Junge Musiker zwischen alten Meistern und grenzenloser moderner Musizierlust im morbiden Charme des Annaberger Jugendstil-Bades.

Die fulminante Eröffnung des Musikfestes Erzgebirge mit Händels Meisterwerk „Der richtige Lebensweg“ unter Prof. Hans-Christian Rademann und der stilsicheren, zurecht weltberühmten Gechinger Kantorei war in St. Georgen in Schwarzenberg, diesem Schmuckkästchen alter Kirchenarchitektur, noch nicht recht verklungen, schon lösten sich die perfekten Konturen in das Wohlgefallen an freiem Musizieren, individuellem Improvisieren und interkulturellem Beieinander auf.
Stadtbad Konzert 1 (Andere)

Bereits am zweiten Abend des Musikfestes Erzgebirge gaben sich die Veranstalter wieder der puren Lust an Experimenten junger Musiker hin und das standesgemäß im morbiden Charme des „Alten Stadtbades“ in Annaberg-Buchholz.
Nach dem Wille der Veranstalter solle dieses Juwel aus der Zeit des Jugendstils gerade durch viel Kultur wieder das Leben ins sich vereinen, das durch Zeitläufe und Rentabilitätsdenken in Verfall geriet und wiedereinmal in Licht und Akustik erstrahlte. Der feinfühligen Moderation und dem Dramaturgen des Festivals, Dr. Oliver Geisler, seien dafür schon mal Dank gesagt.Stadtbad Konzert 2 (Andere)

» Angezeigte Einträge
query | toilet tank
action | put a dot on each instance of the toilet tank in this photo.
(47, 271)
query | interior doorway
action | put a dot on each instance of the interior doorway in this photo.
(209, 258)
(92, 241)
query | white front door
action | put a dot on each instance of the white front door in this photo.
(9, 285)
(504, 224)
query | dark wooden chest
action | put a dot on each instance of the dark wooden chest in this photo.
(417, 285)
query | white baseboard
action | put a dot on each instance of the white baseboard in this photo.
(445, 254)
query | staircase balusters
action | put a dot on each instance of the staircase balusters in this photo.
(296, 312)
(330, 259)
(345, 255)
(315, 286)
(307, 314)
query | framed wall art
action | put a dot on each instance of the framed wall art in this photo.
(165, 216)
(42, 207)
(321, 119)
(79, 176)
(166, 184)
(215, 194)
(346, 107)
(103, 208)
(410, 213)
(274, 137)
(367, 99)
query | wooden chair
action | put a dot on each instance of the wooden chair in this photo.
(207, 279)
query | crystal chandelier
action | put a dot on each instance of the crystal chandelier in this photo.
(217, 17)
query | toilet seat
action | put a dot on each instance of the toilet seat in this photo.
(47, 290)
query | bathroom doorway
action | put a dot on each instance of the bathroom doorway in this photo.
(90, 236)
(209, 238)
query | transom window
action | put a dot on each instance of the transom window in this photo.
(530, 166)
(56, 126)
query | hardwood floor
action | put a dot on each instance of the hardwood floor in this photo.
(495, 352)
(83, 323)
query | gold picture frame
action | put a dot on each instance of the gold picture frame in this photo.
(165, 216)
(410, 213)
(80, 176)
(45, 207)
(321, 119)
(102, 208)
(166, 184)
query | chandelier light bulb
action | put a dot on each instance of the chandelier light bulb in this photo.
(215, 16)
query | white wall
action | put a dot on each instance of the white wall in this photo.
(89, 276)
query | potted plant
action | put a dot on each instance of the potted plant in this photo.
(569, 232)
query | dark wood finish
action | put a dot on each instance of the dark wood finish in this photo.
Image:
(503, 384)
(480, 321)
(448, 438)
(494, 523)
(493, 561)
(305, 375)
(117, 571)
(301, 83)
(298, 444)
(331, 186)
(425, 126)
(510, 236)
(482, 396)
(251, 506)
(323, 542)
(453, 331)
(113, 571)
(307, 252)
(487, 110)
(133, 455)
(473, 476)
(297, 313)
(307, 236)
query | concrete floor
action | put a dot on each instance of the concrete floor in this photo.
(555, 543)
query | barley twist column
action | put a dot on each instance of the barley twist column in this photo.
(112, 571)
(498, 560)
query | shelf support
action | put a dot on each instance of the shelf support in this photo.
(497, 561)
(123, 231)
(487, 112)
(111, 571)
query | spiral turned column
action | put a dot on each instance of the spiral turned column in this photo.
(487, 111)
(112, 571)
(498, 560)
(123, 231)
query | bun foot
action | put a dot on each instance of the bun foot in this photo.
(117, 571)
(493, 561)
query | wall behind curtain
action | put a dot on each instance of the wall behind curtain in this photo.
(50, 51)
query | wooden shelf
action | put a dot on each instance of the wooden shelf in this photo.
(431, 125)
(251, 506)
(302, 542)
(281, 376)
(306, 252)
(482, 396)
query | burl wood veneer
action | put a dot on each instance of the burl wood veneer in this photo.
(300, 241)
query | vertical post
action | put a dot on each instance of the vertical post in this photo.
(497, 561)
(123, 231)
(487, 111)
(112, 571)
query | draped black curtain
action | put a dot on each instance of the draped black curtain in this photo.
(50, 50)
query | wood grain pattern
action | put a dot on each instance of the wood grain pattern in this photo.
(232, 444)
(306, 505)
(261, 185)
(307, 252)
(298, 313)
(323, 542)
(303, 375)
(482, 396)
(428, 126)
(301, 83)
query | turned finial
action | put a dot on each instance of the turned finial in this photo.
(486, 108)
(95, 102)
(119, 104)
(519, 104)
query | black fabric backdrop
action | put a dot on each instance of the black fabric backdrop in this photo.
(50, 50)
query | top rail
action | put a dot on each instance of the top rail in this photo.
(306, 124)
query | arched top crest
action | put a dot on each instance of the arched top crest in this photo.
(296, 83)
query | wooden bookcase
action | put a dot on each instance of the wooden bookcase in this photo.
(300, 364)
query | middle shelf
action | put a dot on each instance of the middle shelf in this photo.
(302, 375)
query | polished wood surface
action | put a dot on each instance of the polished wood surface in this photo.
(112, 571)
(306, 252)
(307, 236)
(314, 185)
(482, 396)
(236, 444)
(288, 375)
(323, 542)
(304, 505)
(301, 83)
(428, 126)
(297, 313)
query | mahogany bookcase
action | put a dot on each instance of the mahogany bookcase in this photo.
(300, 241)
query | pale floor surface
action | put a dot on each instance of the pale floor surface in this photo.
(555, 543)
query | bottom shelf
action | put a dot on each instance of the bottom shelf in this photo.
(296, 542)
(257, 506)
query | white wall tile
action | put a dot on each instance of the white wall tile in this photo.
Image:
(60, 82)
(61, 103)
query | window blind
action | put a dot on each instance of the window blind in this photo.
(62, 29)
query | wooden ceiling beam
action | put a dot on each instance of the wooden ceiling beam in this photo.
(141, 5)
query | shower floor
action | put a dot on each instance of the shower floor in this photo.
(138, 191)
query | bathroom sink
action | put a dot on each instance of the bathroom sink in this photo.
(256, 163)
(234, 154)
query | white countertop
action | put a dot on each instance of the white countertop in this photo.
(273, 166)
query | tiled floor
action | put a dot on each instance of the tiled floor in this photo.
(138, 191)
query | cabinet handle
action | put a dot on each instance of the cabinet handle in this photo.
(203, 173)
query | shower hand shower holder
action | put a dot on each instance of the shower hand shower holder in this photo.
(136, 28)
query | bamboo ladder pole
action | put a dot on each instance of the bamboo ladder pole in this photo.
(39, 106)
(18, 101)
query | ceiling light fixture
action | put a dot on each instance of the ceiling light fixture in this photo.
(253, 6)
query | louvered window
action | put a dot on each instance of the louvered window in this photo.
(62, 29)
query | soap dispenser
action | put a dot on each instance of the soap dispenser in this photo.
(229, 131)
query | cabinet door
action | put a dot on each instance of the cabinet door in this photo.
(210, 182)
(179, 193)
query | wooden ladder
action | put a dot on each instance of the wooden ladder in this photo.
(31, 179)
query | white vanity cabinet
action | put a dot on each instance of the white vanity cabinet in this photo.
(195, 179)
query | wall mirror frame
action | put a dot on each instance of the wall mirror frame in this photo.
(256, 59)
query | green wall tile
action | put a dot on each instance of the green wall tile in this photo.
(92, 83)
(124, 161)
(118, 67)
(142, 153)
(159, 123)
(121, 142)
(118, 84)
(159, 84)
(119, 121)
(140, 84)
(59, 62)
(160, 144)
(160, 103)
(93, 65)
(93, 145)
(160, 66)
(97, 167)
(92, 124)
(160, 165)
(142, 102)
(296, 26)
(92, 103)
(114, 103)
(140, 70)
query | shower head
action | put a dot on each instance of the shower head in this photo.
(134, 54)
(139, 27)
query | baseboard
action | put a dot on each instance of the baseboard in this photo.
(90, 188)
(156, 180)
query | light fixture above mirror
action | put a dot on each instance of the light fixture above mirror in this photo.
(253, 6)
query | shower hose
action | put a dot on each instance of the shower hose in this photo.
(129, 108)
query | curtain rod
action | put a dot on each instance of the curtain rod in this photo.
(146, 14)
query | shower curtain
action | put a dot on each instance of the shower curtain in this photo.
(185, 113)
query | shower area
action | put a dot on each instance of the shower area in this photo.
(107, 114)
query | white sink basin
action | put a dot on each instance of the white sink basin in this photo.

» Aufgaben zur Übung
**A.** Wer ist laut dem Bericht über das Musikfest Erzgebirge der Dramaturg des Festivals?
**B.** Prüfe, ob die folgenden Aussagen mit dem Bericht über das Musikfest Erzgebirge übereinstimmen, und belege jede Antwort mit den entscheidenden Worten des Berichts. (i) Die Eröffnung des Musikfestes fand in St. Georgen in Schwarzenberg statt. (ii) Das „Alte Stadtbad“ stammt aus der Barockzeit. (iii) Die Eröffnung stand unter der Leitung von Prof. Hans-Christian Rademann.
**C.** Schreibe den Bericht über das Musikfest Erzgebirge im Anschluss an seinen letzten Satz weiter.

» Lösungen je Aufgabe
**A.** Dr. Oliver Geisler

**B.**
(i) Ja: „war in St. Georgen in Schwarzenberg“
(ii) Nein: „dieses Juwel aus der Zeit des Jugendstils“
(iii) Ja: „unter Prof. Hans-Christian Rademann“

**C.**
Der Raum schuf also den passenden Rahmen für einen wunderbaren Abend. Drei junge Ensembles gestalteten ihre Sicht auf große Meister des Barock, der Wiener Klassik, Romantik oder Gegenwart und der arteigenen Musikalität der Interpreten.
Zunächst das Duo Pianotopia, das mit seiner Zweieinigkeit spielte: Kurt Holzkämper und Chris Geisler, Klavier und Kontrabass, akustisch und elektronisch, brachten die Genies Bach und Mozart zusammen. Die Motive und Rhythmik vermischen sich nicht nur instrumental, wobei der Kontrabass Chris Geislers als Orgelton und Percussion zugleich agiert und elektronisch mit Blasebalg aus einer alten Orgel und den NASA-Aufzeichnungen aus dem All verbunden ward.
Kurt Holzkämper am Piano, souverän in der Partiturkenntnis, verschmolz authentische Klänge mit modulierten Jazzläufen und -phrasierungen, wobei für die meisten Hörer die Übergänge der Bach- und Mozartwerke nicht kenntlich blieben.
Die stärkere Absetzung der jeweiligen Original-Motive vor ihrer Überlappung oder Vereinigung wären dabei hilfreich - pro Publikum!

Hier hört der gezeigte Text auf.